Yönerge ve koşullar: Aşağıdaki öğelerde "curtain" sözcüğünü içeren bütün satırları topla.

Gösterilen öğeler:

□ □ □ □ □ □ □

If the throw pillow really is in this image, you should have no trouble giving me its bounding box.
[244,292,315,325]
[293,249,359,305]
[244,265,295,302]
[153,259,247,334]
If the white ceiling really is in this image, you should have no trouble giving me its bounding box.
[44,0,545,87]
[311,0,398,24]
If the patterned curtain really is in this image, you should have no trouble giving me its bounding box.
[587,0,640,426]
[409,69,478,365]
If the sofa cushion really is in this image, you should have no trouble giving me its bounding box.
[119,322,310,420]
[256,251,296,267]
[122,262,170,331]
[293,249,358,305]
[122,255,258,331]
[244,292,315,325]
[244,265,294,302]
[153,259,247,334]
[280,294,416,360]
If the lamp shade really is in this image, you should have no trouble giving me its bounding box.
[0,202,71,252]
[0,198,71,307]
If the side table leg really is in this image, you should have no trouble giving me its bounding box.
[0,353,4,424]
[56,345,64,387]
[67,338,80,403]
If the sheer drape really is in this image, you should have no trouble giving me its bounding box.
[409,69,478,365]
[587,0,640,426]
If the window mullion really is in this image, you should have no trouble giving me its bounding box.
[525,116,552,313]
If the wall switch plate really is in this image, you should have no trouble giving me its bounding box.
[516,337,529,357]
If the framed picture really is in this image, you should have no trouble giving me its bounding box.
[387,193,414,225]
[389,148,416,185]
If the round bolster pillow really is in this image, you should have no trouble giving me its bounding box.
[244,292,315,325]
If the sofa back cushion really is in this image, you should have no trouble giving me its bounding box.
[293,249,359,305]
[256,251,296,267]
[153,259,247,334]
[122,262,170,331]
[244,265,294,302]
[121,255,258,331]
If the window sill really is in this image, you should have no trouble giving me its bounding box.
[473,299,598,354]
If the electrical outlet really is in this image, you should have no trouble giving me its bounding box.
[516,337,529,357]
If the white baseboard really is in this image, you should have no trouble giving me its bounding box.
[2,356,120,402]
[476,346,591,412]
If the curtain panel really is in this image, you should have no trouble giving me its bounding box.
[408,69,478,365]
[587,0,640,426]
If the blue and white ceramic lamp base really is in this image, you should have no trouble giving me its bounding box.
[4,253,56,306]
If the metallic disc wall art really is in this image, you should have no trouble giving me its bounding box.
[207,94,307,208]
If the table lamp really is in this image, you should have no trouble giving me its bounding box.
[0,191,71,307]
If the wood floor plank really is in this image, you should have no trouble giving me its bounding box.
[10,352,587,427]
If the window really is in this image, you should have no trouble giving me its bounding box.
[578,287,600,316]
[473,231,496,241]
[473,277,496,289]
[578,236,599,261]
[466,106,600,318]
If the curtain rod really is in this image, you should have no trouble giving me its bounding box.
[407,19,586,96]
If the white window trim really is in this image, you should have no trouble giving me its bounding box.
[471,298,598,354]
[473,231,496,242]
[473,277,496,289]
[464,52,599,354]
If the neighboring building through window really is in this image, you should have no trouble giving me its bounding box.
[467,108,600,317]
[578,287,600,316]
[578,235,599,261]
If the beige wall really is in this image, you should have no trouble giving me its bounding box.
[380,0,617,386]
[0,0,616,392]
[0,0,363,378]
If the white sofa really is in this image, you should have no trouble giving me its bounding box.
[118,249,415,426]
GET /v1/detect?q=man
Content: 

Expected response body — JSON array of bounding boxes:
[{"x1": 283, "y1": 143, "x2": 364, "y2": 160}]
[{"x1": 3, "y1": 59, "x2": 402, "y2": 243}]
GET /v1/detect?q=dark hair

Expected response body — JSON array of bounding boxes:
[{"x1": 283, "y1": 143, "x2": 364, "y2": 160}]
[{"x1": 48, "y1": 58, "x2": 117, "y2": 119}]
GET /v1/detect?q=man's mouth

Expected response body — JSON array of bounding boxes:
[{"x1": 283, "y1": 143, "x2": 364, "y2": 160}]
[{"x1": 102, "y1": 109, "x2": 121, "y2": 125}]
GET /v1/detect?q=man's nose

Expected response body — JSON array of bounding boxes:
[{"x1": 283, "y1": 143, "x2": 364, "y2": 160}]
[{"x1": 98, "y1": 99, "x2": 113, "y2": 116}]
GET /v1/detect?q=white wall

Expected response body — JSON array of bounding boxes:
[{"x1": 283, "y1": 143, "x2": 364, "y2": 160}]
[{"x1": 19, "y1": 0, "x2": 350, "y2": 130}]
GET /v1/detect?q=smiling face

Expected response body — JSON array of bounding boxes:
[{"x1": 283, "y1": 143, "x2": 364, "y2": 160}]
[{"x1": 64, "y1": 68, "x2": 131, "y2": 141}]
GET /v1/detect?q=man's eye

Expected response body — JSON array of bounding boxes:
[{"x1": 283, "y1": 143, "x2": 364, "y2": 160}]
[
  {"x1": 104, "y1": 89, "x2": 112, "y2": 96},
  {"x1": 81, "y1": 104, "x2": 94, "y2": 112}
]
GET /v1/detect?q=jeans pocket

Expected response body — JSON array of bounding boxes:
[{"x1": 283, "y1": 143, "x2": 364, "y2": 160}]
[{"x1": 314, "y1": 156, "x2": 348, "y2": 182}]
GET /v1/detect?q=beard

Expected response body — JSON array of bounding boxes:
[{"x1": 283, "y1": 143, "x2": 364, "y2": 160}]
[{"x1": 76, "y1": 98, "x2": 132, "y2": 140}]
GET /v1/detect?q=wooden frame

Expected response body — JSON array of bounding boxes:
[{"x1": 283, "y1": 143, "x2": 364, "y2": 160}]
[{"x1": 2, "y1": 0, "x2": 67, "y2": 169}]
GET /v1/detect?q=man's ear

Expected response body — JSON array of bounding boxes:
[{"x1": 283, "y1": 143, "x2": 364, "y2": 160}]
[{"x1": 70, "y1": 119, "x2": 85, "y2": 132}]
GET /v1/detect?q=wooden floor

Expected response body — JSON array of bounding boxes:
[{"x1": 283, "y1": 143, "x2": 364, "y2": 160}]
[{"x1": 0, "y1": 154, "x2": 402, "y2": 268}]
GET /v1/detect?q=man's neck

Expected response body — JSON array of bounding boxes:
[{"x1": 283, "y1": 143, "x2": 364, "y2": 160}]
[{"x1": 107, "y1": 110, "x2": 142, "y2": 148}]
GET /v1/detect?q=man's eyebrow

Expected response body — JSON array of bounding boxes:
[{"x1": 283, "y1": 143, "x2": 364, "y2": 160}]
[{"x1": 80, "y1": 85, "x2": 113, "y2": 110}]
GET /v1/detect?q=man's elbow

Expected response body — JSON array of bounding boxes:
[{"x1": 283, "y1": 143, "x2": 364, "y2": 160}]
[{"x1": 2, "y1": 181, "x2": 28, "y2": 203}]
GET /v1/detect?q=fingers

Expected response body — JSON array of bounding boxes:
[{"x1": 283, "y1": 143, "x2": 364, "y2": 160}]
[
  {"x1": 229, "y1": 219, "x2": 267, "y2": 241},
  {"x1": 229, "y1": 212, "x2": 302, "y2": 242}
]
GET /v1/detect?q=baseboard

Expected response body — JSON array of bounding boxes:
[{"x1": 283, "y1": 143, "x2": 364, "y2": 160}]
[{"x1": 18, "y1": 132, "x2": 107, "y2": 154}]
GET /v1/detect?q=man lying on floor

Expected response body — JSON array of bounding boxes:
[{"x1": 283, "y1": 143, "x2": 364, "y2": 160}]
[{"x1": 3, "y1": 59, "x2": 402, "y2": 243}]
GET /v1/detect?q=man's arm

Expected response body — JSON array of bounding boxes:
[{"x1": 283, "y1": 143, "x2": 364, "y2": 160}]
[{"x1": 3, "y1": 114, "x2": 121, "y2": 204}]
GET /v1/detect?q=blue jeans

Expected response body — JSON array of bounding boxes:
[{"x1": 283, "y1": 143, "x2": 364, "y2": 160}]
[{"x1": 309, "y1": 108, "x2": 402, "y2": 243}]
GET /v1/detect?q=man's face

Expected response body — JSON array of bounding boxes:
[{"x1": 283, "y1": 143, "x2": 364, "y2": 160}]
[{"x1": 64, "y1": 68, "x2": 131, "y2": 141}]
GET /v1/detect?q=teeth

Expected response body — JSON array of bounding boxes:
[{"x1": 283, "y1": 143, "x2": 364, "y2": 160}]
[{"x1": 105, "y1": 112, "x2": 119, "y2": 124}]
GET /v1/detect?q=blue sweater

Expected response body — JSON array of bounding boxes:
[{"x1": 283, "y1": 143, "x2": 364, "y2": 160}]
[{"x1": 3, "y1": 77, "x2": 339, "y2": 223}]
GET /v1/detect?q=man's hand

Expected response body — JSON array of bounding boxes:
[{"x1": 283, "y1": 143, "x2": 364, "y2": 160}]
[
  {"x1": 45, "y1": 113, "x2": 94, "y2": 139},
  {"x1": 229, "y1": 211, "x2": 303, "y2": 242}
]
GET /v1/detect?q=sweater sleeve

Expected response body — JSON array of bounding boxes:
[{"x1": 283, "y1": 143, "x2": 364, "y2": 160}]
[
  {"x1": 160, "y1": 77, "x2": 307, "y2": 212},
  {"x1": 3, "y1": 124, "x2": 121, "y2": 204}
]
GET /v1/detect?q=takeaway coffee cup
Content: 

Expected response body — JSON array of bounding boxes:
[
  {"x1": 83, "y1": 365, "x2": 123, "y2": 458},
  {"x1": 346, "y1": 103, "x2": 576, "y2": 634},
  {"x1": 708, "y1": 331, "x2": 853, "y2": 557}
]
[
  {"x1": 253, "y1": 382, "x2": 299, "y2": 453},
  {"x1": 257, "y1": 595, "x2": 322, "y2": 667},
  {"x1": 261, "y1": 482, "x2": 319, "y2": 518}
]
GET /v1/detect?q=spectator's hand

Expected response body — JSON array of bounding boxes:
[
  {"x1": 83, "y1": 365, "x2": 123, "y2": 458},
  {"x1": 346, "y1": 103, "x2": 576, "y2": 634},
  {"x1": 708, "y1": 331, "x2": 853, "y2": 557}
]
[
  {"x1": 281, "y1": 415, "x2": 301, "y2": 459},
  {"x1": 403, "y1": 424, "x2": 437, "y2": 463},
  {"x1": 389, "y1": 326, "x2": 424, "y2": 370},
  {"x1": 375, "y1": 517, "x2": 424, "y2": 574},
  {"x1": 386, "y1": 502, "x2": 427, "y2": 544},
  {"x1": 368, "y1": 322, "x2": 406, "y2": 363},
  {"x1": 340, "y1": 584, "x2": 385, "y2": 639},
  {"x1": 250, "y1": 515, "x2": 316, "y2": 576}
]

□ □ □ □ □ □ □

Nihai sonuç:
If the patterned curtain really is in this image, you should have no trouble giving me its bounding box.
If the curtain panel really is in this image, you should have no trouble giving me its bounding box.
If the curtain rod really is in this image, you should have no trouble giving me its bounding box.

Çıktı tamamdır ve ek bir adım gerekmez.